That’s another great color photograph from the Detroit Publishing collection, taken in 1901 and showing the intersection of Liberty and West Streets, looking north. West Street faces the Hudson River, so all the buildings on the left are piers or the headhouses for piers.

There’s a lot going on here, and not just the insane traffic jam in the street, although that’s a good place to start. Before the invention of shipping containers, which basically turned freight into very-large-scale parcel post, freight was moved as what is today called “break-bulk” cargo, i.e., individual containers based on the content. Nails, for example, were shipped in barrels. So all of those heavily-laden horse carts aren’t people moving house, they’re picking up or delivering freight to the piers. We’ve got barrels, bales, wood crates, and in the far lower left, a horse cart loaded with steel beams, reddish-brown from their layer of red-lead paint.

The two buildings on the immediate left – the one with multiple gables and a tall flagpole, and the one with multiple pinnacle roofs, are the head houses to four piers, belonging to the Central Railroad of New Jersey and the Pennsylvania Railroad, respectively. Neither railroad had any trackage in Manhattan, although the CRNNJ has a helpful sign calling the piers a “passenger station.” This all comes down to the city’s geography. The Hudson is more than a mile wide at lower Manhattan, just before it merges into the harbor, so even though most of the railroad traffic in the country was to the west, there was no easy way to go there. The New York Central entered Manhattan from the north, across the much narrower Harlem River, and took a slightly circuitous (but almost flat, and so fast) route north and then west; the Long Island Railroad served the commuter and farm traffic to the east, on Long Island’s huge cul de sac; and the New Haven served areas to the north and east, i.e. New England. All the other railroads converging on New York, including the CRNNJ, the Pennsylvania, the Erie, the Lackawanna, the Lehigh, and the Susquehanna, ended in New Jersey and operated ferries, for both people and freight, to Manhattan. Right around the time this photo was taken, the managers of the Pennsylvania made the decision to build a tunnel system and a station in Manhattan, but it was a huge effort even for the richest railroad in the country. None of the others tried.

The tall building on the right, red brick over a rough stone base, was the Central Building, constructed by the CRRNJ and containing their New York offices. That strange thing that looks like scaffold up around the eighth floor was part of the building, as some kind of odd cornice, but there also appears to be a hanging scaffold below. The building was 12 years old in 1901, so facade repairs? A window cleaner?

Given data

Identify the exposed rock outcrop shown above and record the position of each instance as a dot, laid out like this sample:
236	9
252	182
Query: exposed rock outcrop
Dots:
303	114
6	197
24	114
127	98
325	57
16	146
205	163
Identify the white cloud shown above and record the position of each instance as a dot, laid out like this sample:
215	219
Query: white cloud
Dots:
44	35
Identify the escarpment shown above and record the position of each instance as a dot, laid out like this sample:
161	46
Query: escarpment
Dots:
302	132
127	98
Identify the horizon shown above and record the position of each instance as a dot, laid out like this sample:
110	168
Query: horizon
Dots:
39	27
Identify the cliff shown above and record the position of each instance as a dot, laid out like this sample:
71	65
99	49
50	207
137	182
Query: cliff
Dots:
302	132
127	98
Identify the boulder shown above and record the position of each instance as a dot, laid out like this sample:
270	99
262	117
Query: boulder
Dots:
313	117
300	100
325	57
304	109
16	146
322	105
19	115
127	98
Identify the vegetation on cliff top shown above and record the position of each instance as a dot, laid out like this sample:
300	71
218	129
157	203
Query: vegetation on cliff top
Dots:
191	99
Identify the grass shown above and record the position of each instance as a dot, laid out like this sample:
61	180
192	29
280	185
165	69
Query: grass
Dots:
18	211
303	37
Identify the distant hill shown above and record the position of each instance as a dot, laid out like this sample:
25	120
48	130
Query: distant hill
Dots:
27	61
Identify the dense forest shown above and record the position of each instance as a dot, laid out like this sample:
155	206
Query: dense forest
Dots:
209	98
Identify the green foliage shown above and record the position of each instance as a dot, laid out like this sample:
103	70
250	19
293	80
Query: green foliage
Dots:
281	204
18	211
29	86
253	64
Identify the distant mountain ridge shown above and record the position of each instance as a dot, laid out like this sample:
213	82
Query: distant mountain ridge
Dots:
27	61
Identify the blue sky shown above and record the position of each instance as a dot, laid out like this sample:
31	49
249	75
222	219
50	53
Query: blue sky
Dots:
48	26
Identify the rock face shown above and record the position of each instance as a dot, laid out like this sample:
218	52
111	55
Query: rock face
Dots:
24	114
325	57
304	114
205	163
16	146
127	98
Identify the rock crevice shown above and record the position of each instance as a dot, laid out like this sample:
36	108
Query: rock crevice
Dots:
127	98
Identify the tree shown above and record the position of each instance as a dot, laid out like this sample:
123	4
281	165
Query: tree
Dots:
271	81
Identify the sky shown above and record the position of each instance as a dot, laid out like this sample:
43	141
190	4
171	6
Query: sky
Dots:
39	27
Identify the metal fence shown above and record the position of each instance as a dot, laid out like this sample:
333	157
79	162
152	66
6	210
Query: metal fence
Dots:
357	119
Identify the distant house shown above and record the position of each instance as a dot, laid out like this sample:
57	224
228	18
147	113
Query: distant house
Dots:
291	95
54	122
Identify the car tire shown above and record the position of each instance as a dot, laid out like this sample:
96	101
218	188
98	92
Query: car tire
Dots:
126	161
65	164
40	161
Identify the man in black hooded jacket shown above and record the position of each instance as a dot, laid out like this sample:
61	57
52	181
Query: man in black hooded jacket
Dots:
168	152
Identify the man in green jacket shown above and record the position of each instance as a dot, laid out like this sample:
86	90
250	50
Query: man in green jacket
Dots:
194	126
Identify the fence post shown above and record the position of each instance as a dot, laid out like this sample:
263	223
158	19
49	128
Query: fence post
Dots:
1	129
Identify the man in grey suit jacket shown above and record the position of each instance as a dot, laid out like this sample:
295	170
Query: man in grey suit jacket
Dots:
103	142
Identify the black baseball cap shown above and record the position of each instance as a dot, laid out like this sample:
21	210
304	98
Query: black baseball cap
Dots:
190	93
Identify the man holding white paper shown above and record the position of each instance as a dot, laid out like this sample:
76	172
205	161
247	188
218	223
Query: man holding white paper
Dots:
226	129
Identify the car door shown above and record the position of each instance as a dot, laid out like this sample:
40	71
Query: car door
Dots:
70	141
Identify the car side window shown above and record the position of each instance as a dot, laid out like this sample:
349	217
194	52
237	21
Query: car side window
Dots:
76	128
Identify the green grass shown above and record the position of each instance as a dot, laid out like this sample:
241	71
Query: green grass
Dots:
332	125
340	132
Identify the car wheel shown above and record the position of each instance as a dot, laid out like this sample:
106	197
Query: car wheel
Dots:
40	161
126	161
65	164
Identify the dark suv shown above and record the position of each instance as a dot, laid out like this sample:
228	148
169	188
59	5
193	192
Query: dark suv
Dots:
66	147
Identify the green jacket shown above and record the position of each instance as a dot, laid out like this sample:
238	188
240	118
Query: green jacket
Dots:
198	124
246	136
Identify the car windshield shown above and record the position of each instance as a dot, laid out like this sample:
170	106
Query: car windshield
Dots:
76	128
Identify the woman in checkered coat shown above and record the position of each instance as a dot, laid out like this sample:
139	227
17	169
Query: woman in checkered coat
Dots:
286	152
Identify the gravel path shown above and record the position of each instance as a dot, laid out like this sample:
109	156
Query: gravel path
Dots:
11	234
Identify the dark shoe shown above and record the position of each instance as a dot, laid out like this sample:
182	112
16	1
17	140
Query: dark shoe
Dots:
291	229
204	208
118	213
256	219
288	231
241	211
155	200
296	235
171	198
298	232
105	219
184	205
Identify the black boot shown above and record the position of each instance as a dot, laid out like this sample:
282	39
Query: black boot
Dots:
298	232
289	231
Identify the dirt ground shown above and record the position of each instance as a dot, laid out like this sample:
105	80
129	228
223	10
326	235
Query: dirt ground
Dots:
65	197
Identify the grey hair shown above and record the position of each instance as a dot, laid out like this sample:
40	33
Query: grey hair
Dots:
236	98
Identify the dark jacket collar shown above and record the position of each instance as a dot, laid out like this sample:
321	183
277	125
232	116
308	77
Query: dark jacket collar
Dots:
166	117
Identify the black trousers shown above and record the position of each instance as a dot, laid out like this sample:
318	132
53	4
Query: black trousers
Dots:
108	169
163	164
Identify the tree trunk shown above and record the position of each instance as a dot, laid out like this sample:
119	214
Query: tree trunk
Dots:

Instructions to follow
According to the text about the 1901 Liberty and West Streets photograph, which two railroads did the head houses on the immediate left belong to? The rows play no part here.

Output below
The Central Railroad of New Jersey and the Pennsylvania Railroad.